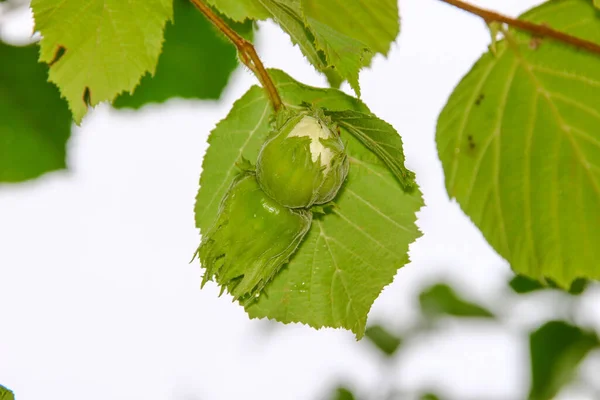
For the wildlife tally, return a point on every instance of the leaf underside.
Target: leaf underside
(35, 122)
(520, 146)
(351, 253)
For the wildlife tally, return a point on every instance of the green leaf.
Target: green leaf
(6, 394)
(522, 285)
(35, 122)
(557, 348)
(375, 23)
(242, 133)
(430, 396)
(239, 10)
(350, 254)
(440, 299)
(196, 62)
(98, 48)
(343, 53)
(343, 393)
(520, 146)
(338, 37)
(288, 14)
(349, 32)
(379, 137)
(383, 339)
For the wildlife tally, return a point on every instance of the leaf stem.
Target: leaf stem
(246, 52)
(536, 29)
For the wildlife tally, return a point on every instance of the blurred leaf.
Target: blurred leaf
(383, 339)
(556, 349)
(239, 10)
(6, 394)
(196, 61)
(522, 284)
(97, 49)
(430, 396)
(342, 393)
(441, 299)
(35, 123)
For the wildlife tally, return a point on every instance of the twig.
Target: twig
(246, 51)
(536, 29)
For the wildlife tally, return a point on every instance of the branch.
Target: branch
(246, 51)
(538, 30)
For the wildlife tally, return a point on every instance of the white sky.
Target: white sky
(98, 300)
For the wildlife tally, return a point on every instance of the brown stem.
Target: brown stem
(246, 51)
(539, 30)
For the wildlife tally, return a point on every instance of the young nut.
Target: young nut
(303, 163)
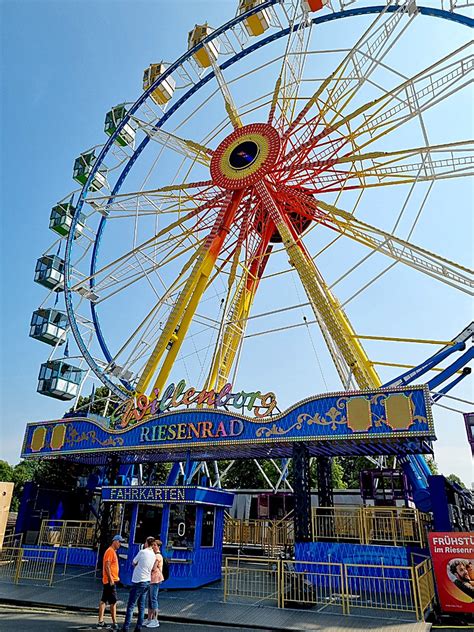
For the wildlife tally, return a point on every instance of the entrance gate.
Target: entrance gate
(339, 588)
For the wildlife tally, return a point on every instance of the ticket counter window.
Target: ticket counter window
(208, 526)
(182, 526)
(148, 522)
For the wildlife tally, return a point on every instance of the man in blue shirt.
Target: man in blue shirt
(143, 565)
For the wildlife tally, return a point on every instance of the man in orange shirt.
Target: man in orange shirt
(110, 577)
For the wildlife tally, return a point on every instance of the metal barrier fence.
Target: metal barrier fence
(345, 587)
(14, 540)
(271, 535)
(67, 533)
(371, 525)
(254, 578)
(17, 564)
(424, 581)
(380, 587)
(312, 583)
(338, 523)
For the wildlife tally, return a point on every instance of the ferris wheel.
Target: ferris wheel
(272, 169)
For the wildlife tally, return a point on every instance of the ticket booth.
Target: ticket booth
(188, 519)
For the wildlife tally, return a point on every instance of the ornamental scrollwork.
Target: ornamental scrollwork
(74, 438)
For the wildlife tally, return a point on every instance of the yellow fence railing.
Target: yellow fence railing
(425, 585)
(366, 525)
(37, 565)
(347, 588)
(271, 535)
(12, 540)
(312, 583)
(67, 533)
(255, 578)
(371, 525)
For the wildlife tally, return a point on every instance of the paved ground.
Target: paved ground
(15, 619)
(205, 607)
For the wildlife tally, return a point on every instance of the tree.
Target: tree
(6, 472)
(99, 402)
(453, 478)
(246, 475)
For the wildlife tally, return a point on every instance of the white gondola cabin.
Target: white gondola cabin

Try it
Looking above, find the stretch of lines that opens with the one holding "Target: twig" and closes with the one holding "the ornamental scrollwork.". Copy it exactly, pictures excluded.

Task solution
Target: twig
(246, 51)
(536, 29)
For the wildlife tally, return a point on every instance of the branch.
Target: branch
(246, 51)
(538, 30)
For the wildlife tally, return a point on every instance of the white sky.
Target: white sky
(98, 300)
For the wildlife tally, return a point on every instance of the brown stem.
Target: brown stem
(246, 51)
(539, 30)
For the wildlife tally, return a point on every instance of the young nut.
Target: young nut
(303, 163)
For the wildlife tally, return a point on every instance of the entrance gate.
Target: entrance gate
(339, 588)
For the wildlife tally, return a point on every instance of the ticket counter window.
Target: ticket counter window
(208, 526)
(182, 526)
(148, 522)
For the wildlife tally, return a point on every instance of the man in blue shirt.
Target: man in blue shirt
(143, 565)
For the wildlife tally, return a point on every instance of the man in orange shirt.
Target: man in orange shirt
(110, 577)
For the wildlife tally, return a point on every instance of the metal barrier fence.
Target: metal barrier fence
(345, 587)
(14, 540)
(271, 535)
(67, 533)
(371, 525)
(254, 578)
(17, 564)
(424, 581)
(380, 587)
(312, 583)
(338, 523)
For the wildlife tally, return a point on every instance of the ferris wheel.
Target: ferris wheel
(272, 169)
For the wildlife tally, return a point on every instance of the ticket booth.
Target: ticket booth
(188, 519)
For the wildlife tally, return a point on every instance of the ornamental scrollwork.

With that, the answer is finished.